From the forum thread on storing capped queen cells, reproduce word for word the passage that begins at "I do have a" and runs through "It works great.".

SELECTED EXTRACT
☆ ☆ ☆ ☆

# Can capped queen cells be moved to a queenright hive?



## Bizykatbird (Feb 8, 2009)

I use the same box for a cell builder and a cell finisher. Would it be safe to move capped Queen cells to a queenright colony, or would the bees break them down?


----------



## robherc (Mar 17, 2012)

What is the goal of moving the capped queen cell to a queenright colony? Are you attempting "forced" supercedure, or just trying to "store" and incubate the cell for a couple days before moving it to a mating nuc?
I'm guessing that if the bees in the queenright colony do NOT tear it down, then the virgin will emerge & kill the queen in your queenright hive. If you're just "storing" the cell in the queenright hive, eventually you're going to have one emerge early, and then you're going to end up with a couple weeks' brood-break after the virgin kills your laying queen.


Just my $0.02


----------



## Bizykatbird (Feb 8, 2009)

The goal would be to store it, until time to move them to the mating nucs, so that I can do another round of grafting to add to my cell builder. I didn't figure my cell builder would start new cells, if there were already finished cells in the cell builder. I know that people use queenright colonies for cell finishers....I just didn't know if a queenright colony would accept finished cells.


----------



## Broke-T (Jul 9, 2008)

It will work if you put them above a queen excluder. You can also buy a cheap styrofoam chicken incubator and keep them in there. Set it on 92 degrees and keep water in it for humidity. Easier than putting in and taking out of a QR colony.










Johnny


----------



## Bizykatbird (Feb 8, 2009)

I do have a chicken incubator. If I use it should I just make some type of jig to hold them in the upright position?


----------



## Broke-T (Jul 9, 2008)

I made a wood frame that I glued to the styrofoam that holds my cell bars. It works great.

Johnny


----------



## johng (Nov 24, 2009)

BrokeT, Do you move the cells to incubator on day 7 after being capped?


----------



## Broke-T (Jul 9, 2008)

I move them 7 days after grafting so I can put a new graft in my cell builder. It will be overall day 11.

Johnny


----------



## Joseph Clemens (Feb 12, 2005)

I have several different aged batches of cells in my queenless cell builder/finisher colonies almost continually. I have noticed only that when I add frames of open brood, that fewer cells of worker brood are converted into emergency queen cells if there are plenty of cell bars with open queen cells.


----------



## Bizykatbird (Feb 8, 2009)

Do you put the new grafts in immediately after removing the capped cells?


----------



## Broke-T (Jul 9, 2008)

I go thru and pull all the cells out and put them in the incubator. Then I start grafting and putting cells back in the cell builders. Maybe an hour between.

Johnny


----------



## Bizykatbird (Feb 8, 2009)

Thanks so much, I really appreciate all your help and advice


----------



## jonboar (Jan 2, 2007)

I just tried two batches of grafts through a queen-right starter and finisher here in PA. I based the method on the Dan Purvis articles in Bee Culture earlier this year.

Queen is below an excluder. Plenty of young bees. Feeding syrup regularly. Nice pollen frame and young open brood next to cell bar frame. Working the brood on seven day intervals. Weather has been near frosting a few nights and variable days, but some good flight days. Plenty of other hives making lots of swarm cells due to the early warm weather we had in March.

☆ ☆ ☆ ☆

SUPPLIED DATA
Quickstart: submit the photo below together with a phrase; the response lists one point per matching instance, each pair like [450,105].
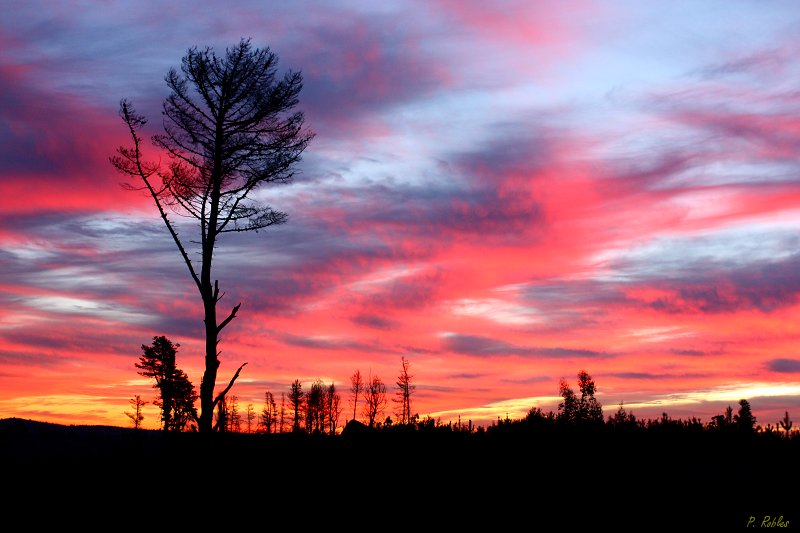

☆ ☆ ☆ ☆

SOLUTION
I do have a chicken incubator. If I use it should I just make some type of jig to hold them in the upright position?


----------



## Broke-T (Jul 9, 2008)

I made a wood frame that I glued to the styrofoam that holds my cell bars. It works great.